Saturday, October 23, 2010

On not knowing what the readings are talking about

The single best piece of advice I received upon entering graduate studies was from an advanced student in my program: don't do all the reading.  In undergrad, I read everything.  Looking back, I'm not really sure how, but I definitely know I did it with a hardy sense of academic ethos and righteous integrity.  I know this because when the advanced grad student informed me that the best thing I could do for myself would be to not do what I had always been doing, I immediate recoiled.  What?!  But won't they know?!  I envisioned the professor's red laser beam eyes boring into mine cyborg-style, the statistics generated from my lying pupils revealing that I was a delinquent student.

As I started my graduate studies, however, I quickly realized I wouldn't be able to keep it up.  Very often we are responsible for hundreds of pages (if not more) a week - it would be impossible to thoroughly read it all on top of outside research expectations, work duties, family and household obligations, and, you know, the necessary stuff like sleeping and eating and bathing once in a while.  So I started to...well...not read all of it.  And once I absolved myself of a sense of guilt and shame about that, my life began to be much more manageable.

You must be careful, of course.  The advice is not to not read anything important, or to give up reading entirely.  That would be the antithesis of good graduate work.  You have to read.  You simply must read something.  If you don't love reading endlessly and writing endlessly about what read, you will not like graduate school, my friend; no, you will not like it at all.  We are intent on being scholars, after all, so it's pretty much obligatory that you like the weight of book in your hand and the way your campus library smells (mmm!  reading!!).

**Jobs**
• A. According to the post, what was the single best piece of advice the writer received on entering graduate studies?
• B. Write out the part of the post that opens with the words containing "On not knowing" and closes with "a delinquent student.", switching "red laser beam" to "glowing".

**Data extract**
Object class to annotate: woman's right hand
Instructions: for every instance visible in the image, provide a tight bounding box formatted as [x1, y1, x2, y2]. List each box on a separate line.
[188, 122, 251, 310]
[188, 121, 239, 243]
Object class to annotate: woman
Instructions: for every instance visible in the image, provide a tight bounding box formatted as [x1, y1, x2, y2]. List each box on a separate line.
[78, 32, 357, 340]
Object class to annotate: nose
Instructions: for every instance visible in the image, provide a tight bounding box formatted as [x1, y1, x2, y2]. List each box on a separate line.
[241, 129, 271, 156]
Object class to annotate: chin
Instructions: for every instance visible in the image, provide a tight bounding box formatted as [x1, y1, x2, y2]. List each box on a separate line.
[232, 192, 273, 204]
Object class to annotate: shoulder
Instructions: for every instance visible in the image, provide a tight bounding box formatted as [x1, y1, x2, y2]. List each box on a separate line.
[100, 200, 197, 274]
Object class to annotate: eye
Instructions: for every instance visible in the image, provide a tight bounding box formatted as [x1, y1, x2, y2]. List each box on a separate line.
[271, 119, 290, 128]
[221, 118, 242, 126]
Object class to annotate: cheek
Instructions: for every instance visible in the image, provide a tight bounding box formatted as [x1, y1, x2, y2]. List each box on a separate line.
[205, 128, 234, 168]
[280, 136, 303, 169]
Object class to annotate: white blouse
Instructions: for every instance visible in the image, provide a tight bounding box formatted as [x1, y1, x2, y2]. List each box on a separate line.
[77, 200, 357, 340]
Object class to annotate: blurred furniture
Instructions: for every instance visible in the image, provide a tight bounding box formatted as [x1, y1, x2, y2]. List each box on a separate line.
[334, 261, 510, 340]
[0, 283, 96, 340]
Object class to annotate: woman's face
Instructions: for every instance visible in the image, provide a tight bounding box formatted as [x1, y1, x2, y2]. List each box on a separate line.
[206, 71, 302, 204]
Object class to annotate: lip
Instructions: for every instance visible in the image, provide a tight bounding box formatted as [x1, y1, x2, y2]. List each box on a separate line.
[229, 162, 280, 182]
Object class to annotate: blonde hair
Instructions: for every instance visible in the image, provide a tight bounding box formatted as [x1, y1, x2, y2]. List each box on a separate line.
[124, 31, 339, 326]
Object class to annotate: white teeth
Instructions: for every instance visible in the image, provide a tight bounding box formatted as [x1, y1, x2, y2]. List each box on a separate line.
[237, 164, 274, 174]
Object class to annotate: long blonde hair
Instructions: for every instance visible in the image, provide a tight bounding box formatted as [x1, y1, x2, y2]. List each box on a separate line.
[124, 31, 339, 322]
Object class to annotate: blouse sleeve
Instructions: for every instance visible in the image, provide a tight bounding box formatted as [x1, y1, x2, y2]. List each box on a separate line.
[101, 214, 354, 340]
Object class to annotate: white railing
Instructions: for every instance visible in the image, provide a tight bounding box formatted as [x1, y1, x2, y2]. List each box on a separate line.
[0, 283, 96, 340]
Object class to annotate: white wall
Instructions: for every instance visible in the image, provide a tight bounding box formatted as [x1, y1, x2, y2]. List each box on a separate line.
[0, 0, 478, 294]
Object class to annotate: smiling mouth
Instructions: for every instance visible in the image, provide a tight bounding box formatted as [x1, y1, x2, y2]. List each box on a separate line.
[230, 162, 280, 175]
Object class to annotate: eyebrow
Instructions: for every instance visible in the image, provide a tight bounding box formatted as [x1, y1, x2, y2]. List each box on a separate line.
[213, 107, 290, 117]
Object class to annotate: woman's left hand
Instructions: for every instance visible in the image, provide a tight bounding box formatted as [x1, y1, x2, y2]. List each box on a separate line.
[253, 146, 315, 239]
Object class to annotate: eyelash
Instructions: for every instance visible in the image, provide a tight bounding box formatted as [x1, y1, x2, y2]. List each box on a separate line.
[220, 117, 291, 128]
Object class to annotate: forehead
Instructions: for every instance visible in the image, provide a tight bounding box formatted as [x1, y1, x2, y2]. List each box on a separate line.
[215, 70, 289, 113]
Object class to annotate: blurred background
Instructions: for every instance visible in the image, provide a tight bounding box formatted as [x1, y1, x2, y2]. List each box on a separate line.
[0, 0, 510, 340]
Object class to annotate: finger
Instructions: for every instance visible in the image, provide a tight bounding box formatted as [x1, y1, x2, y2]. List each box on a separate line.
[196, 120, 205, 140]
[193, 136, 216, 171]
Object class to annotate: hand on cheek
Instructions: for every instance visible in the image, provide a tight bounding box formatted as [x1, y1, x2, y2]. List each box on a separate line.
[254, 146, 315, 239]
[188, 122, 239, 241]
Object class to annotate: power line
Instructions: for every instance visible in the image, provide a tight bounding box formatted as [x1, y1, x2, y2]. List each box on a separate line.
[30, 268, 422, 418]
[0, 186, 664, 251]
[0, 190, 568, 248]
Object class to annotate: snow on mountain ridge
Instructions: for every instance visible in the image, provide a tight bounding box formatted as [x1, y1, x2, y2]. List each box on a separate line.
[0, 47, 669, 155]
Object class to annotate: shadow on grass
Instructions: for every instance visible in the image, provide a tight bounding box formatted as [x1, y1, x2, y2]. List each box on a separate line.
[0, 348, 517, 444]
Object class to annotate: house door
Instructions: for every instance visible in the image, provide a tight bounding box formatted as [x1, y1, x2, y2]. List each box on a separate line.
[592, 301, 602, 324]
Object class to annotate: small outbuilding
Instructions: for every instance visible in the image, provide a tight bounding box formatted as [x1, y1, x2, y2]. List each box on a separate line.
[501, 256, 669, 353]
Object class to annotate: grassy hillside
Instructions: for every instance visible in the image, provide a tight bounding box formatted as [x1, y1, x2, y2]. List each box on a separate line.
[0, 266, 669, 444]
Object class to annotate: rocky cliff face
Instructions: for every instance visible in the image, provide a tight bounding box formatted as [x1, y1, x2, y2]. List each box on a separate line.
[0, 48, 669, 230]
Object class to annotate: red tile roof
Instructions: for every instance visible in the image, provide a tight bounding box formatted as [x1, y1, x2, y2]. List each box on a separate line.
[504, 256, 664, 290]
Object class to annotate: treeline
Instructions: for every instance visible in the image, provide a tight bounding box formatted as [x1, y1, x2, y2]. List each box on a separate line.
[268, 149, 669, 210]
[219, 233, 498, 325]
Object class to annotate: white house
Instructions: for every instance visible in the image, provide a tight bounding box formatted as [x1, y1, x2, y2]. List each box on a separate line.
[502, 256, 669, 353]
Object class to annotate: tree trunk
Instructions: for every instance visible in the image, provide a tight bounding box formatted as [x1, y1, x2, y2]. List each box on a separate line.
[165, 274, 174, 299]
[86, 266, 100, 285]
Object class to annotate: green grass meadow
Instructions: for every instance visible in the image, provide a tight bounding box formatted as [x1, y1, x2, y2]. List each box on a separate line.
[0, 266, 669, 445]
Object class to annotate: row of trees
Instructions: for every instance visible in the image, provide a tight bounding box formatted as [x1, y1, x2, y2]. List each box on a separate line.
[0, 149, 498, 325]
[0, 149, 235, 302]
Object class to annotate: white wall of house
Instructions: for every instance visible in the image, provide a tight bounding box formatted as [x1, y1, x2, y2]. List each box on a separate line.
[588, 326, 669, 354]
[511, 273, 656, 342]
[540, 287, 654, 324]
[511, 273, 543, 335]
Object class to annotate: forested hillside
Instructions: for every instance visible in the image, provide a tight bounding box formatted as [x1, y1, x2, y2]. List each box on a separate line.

**The results**
• A. Don't do all the reading.

• B.
On not knowing what the readings are talking about

The single best piece of advice I received upon entering graduate studies was from an advanced student in my program: don't do all the reading.  In undergrad, I read everything.  Looking back, I'm not really sure how, but I definitely know I did it with a hardy sense of academic ethos and righteous integrity.  I know this because when the advanced grad student informed me that the best thing I could do for myself would be to not do what I had always been doing, I immediate recoiled.  What?!  But won't they know?!  I envisioned the professor's glowing eyes boring into mine cyborg-style, the statistics generated from my lying pupils revealing that I was a delinquent student.